- **Given exercise**
Can you rewrite the entries below with every "screenshot" changed to "image" and nothing else altered?

Dataset rows:
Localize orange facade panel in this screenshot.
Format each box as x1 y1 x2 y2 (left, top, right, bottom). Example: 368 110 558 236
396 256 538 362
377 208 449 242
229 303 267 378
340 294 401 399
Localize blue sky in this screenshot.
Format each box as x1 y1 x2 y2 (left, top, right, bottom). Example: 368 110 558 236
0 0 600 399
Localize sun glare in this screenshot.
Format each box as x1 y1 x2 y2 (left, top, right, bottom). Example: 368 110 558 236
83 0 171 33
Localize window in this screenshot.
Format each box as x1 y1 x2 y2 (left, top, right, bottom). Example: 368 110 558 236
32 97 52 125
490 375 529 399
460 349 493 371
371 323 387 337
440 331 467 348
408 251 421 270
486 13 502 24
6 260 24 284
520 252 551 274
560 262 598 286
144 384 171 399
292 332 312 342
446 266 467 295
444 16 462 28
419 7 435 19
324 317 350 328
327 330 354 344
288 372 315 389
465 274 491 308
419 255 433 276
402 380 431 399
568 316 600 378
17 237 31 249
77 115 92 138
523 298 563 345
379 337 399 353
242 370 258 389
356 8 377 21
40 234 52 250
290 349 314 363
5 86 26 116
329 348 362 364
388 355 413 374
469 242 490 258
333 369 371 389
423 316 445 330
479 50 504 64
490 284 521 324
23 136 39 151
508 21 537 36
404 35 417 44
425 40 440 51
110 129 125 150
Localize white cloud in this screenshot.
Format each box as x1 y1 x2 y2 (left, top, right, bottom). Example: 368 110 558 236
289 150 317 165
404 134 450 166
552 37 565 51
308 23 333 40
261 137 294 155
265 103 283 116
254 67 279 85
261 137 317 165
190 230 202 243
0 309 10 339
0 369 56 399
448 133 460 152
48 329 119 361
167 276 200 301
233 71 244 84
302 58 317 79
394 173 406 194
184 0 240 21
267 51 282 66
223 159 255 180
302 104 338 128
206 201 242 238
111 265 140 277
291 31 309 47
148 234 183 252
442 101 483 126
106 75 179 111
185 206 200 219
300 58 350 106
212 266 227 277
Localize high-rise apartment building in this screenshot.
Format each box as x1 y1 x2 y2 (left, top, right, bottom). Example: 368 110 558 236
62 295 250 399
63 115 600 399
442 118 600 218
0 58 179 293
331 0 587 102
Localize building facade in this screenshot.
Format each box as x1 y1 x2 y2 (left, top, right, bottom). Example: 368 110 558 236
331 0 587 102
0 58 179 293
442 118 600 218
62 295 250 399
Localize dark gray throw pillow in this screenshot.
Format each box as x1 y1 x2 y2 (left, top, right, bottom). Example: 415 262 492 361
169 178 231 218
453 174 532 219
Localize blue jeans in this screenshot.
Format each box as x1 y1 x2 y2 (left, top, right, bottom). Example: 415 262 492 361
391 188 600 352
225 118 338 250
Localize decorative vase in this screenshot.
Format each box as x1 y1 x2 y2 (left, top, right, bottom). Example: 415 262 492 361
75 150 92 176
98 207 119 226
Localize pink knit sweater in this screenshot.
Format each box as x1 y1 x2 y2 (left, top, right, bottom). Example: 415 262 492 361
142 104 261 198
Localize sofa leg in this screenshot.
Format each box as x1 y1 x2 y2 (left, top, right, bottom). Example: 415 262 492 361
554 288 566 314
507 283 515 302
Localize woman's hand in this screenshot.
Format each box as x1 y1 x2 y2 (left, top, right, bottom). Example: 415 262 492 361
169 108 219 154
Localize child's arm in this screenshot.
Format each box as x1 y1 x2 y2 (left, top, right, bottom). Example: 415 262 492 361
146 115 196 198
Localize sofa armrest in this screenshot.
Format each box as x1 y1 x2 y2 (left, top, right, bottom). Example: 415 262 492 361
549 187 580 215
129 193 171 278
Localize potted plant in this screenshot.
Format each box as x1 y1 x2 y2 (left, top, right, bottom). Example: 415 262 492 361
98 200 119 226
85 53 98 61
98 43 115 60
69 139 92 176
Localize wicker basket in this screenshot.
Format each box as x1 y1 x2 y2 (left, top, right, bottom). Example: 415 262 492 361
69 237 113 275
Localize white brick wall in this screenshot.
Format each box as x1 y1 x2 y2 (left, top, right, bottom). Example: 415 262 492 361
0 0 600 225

- **Solution to the problem**
Localize orange facade panel in this image.
Format each box as x1 y1 x2 y2 (left, top, right, bottom). Example: 368 110 558 236
396 256 538 362
377 208 449 242
229 303 267 378
340 294 401 399
Localize blue sky in this image.
Format each box as x1 y1 x2 y2 (left, top, right, bottom). Example: 368 110 558 236
0 0 600 399
Localize sun glare in this image.
Format each box as x1 y1 x2 y2 (left, top, right, bottom). Example: 368 110 558 236
83 0 171 33
Localize window in this image.
Format each box as x1 y1 x2 y2 (left, top, right, bottom). Example: 368 110 558 236
32 97 52 125
490 375 529 399
460 349 493 371
371 323 387 337
440 331 467 348
408 251 421 270
486 13 502 24
6 260 24 284
520 252 551 274
560 262 598 286
144 384 171 399
292 332 312 342
446 266 467 295
444 16 462 28
419 7 435 19
324 317 350 328
327 330 354 344
288 372 315 389
465 274 491 308
419 255 433 276
402 380 431 399
568 316 600 378
17 237 31 249
77 115 92 138
523 298 563 345
379 337 399 353
242 370 258 389
356 8 377 21
40 234 52 250
290 349 314 363
5 86 26 116
329 348 362 364
388 355 413 374
469 242 490 258
333 369 371 389
423 316 445 330
479 50 504 64
490 284 521 324
23 136 39 151
508 21 537 36
404 35 417 44
425 40 440 51
110 129 125 150
Localize white cloud in this image.
Format each box as x1 y1 x2 y2 (left, top, right, bottom). Example: 368 110 558 236
289 150 317 165
404 134 450 166
552 37 565 51
308 23 333 40
261 137 294 155
265 103 283 116
254 67 279 85
261 137 317 165
190 230 202 243
0 309 10 339
0 369 56 399
448 133 460 152
48 329 119 361
167 276 200 301
233 71 244 84
302 58 317 79
394 173 406 194
184 0 240 21
267 51 282 66
223 159 255 180
302 104 338 128
206 201 242 238
111 265 140 277
291 31 309 47
148 234 183 252
442 101 483 126
106 75 179 111
185 206 200 219
300 58 350 106
212 266 227 277
Localize high-rise apartment building in this image.
Format each box as x1 y1 x2 y2 (left, top, right, bottom). Example: 368 110 558 236
62 295 250 399
63 115 600 399
442 118 600 218
0 58 179 293
331 0 587 102
Localize building facade in this image.
Format each box as x1 y1 x2 y2 (left, top, right, bottom). Example: 368 110 558 236
331 0 587 102
0 58 179 293
442 118 600 218
62 295 250 399
Localize dark gray throw pillow in this image.
Format each box as x1 y1 x2 y2 (left, top, right, bottom). Example: 415 262 492 361
169 178 231 218
453 174 532 219
Localize blue jeans in this image.
Format each box as x1 y1 x2 y2 (left, top, right, bottom). Example: 415 262 492 361
391 188 600 352
225 118 338 250
Localize decorative vase in this image.
Format each box as x1 y1 x2 y2 (left, top, right, bottom). Example: 415 262 492 361
75 150 92 176
98 207 119 226
Localize pink knit sweater in this image.
Format each box as x1 y1 x2 y2 (left, top, right, bottom). Example: 415 262 492 361
142 104 261 198
Localize sofa leg in this image.
Format each box as x1 y1 x2 y2 (left, top, right, bottom). Example: 415 262 492 361
554 288 566 314
507 283 515 302
Localize woman's hand in this image.
Format each box as x1 y1 x2 y2 (left, top, right, bottom). Example: 415 262 492 361
169 108 219 154
Localize child's arm in this image.
Format each box as x1 y1 x2 y2 (left, top, right, bottom). Example: 415 262 492 361
146 115 196 198
Localize sofa armrest in this image.
Format each box as x1 y1 x2 y2 (left, top, right, bottom). Example: 415 262 492 361
549 187 580 215
129 193 171 278
Localize potted plant in this image.
Format each box as x1 y1 x2 y2 (left, top, right, bottom). Example: 415 262 492 361
98 200 119 226
85 53 98 61
98 43 115 60
69 139 92 176
Localize wicker basket in this image.
Format each box as x1 y1 x2 y2 (left, top, right, bottom). Example: 415 262 492 361
69 237 113 275
Localize white brick wall in this image.
Format each box as x1 y1 x2 y2 (left, top, right, bottom). Example: 415 262 492 361
0 0 600 225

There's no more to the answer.